'''

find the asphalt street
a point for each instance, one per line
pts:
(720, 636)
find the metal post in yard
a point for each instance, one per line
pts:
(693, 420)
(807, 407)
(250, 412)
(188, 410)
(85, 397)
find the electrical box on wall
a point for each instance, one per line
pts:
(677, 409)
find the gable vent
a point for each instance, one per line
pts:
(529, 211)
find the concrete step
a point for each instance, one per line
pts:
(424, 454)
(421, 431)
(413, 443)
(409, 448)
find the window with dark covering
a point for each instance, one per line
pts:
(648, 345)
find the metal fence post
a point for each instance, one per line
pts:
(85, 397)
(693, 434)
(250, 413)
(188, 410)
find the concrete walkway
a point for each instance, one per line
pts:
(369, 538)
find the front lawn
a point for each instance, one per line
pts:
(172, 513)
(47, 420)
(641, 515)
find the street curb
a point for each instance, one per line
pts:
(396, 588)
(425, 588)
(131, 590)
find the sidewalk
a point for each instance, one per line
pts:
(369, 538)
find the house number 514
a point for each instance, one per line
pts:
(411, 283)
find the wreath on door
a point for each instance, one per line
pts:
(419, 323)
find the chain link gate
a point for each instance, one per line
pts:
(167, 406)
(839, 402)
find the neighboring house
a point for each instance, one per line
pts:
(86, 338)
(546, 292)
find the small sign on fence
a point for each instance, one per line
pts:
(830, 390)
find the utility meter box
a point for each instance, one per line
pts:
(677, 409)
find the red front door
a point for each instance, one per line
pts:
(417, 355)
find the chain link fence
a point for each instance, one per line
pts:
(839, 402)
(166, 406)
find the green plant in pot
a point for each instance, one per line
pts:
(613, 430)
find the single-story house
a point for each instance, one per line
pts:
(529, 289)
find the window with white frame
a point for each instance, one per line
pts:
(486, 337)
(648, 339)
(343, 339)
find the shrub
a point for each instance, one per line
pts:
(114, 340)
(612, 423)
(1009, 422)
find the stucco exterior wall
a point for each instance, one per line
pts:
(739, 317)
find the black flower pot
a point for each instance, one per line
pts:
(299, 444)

'''

● **What is being asked**
Set out the lines of the entries above as a numbered list, from the line containing "find the shrub" through the end of the entries, leaving out any blank lines.

● **Problem solution**
1. find the shrub
2. a point for each instance, one per line
3. pts:
4. (114, 340)
5. (612, 423)
6. (1009, 422)
7. find the stucco exterior wall
8. a point for each instance, one per line
9. pts:
10. (739, 317)
11. find the black flower pot
12. a point for each instance, one per line
13. pts:
14. (299, 444)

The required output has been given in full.